■ **What to work on**
According to the excerpt on Michael Moore's early life, what did he use the money from his settlement with Mother Jones for?

■ **Excerpt**
Moore grew up in Flint, Michigan, where his father assembled AC spark plugs at General Motors. It was in many respects an ordinary midwestern working-class boyhood of the 1950s. The young Moore attended mass with his parents, joined the Eagle Scouts, and learned to shoot; he became a champion marksman, a fact he would mine decades later in Bowling for Columbine. But Moore also took to activism at a young age. At 16, he gave a speech in a local contest, condemning the Elks for barring blacks. His speech won the prize, and attracted much media acclaim, including a call from CBS. According to Moore, it even prompted the Elks to change their policy. In his teens, Moore briefly joined a seminary, he says—he was a great admirer of the radical priests, the Berrigan brothers—but he soon opted for a more secular pursuit of politics. By 18, he had won a seat on the local school board.
Soon after freshman year, he quit college and started an alternative newspaper called the Flint Voice (later the Michigan Voice), and in 1986 he went to work for the national left-wing magazine Mother Jones. There—not for the first and certainly not for the last time in his life—he managed to alienate his admirers; after four months, he got fired. Moore claimed political differences, but those at the magazine said he had been utterly unprofessional: arbitrary, suspicious, and impervious to deadlines. In any case, he sued Mother Jones, eventually settling for $58,000, which he used as seed money for Roger and Me. Though he’d never made a film before, Roger and Me was screened at the Telluride film festival, resulting in a distribution deal that made it the highest-grossing non-concert documentary ever—until Bowling for Columbine.
Yet for all his fame and achievement, the most important fact about Michael Moore—and the foundation of a populist philosophy that verges on the reactionary—remains his birthplace. Moore is from Flint the way Odysseus was from Ithaca; his home haunts his every thought and feeling. “This was Flint as I remembered it, where every day was a great day,” he says in a voiceover in Roger and Me, a movie in which he sets out to track down Roger Smith, the General Motors CEO who ordered the factory closings that turned Flint into a rust-belt disaster in the 1980s. The movie is a paean to his beloved birthplace, an evocation of the populist’s lost golden age, an industrial counterpart to the agrarian Brigadoon, where life was whole, people were genuine, and everything felt secure. Moore has a wistful vision of Flint as the birthplace of the modern labor movement with the famous 1937 strike that culminated in the founding of the UAW, which he presents as a progressive union that integrated the assembly lines and secured its members health-care benefits and enough money to buy homes and cars of their own. He evokes a vanished time, when laborers and corporate elites joined in a mutual spirit of loyalty and honest exertion. “My dad didn’t live with this kind of fear,” he has said of contemporary job instability. “The social contract then was, if you worked hard and the company did well, he did well.”

■ **Data section**
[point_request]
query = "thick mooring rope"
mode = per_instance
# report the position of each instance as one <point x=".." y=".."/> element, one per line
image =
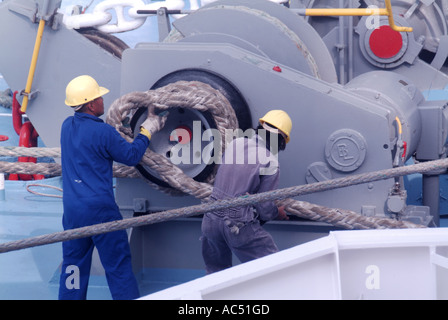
<point x="203" y="97"/>
<point x="341" y="218"/>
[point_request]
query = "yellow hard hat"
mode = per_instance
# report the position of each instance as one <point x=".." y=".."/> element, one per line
<point x="280" y="120"/>
<point x="83" y="89"/>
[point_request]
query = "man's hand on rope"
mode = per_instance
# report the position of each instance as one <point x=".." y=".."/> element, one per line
<point x="153" y="123"/>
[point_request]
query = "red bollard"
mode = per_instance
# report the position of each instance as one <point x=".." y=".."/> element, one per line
<point x="27" y="138"/>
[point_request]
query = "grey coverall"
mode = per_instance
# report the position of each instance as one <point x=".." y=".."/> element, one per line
<point x="238" y="230"/>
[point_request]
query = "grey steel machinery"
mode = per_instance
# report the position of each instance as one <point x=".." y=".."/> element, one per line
<point x="358" y="91"/>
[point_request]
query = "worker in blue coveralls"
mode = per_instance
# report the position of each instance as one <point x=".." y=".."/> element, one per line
<point x="249" y="165"/>
<point x="88" y="148"/>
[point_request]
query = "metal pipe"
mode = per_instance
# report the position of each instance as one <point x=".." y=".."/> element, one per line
<point x="32" y="70"/>
<point x="356" y="12"/>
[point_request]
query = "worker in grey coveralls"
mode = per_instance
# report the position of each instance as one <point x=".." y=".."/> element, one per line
<point x="239" y="230"/>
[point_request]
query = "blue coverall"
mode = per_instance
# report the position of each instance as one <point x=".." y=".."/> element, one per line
<point x="88" y="148"/>
<point x="238" y="230"/>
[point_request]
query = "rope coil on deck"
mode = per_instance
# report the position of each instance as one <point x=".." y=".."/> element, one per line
<point x="199" y="95"/>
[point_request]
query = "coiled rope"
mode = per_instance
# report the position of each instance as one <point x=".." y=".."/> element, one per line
<point x="203" y="97"/>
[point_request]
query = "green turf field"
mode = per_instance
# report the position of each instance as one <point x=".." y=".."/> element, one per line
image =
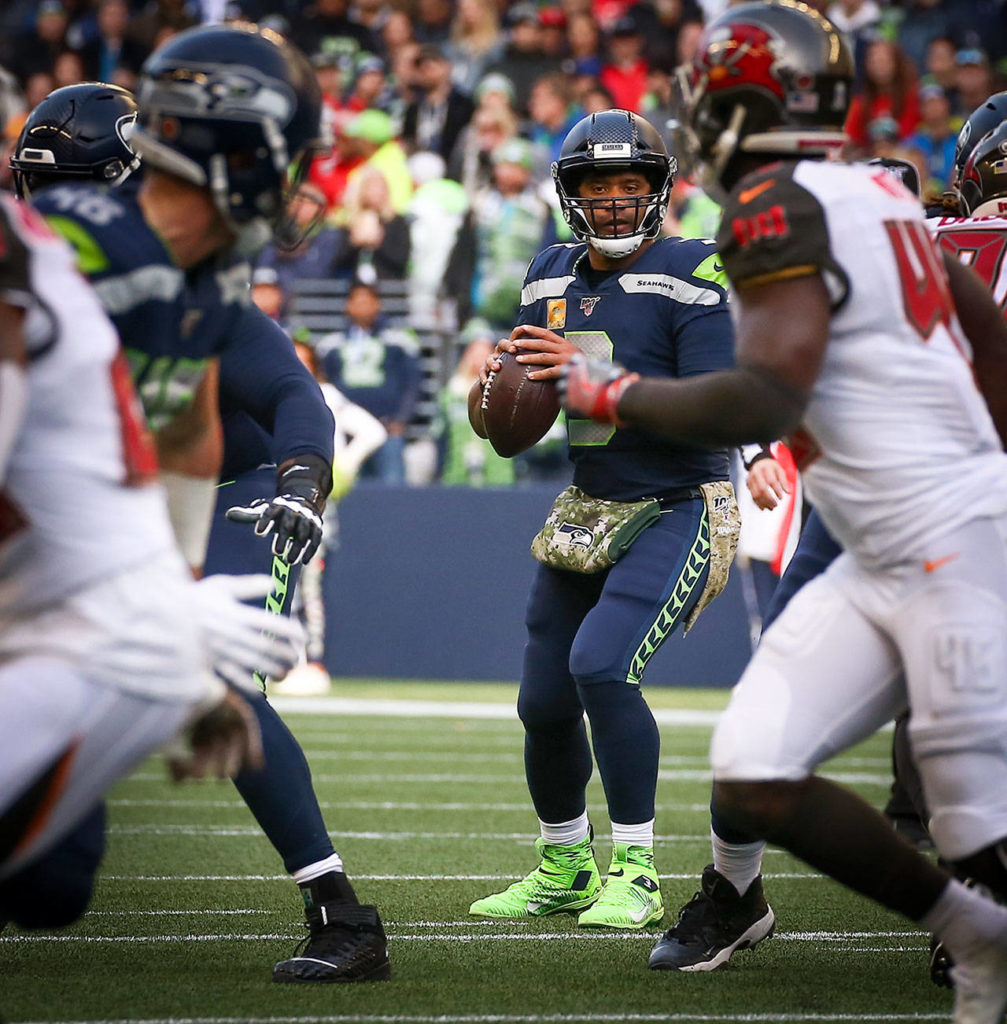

■ **Solution**
He used it as seed money for Roger and Me.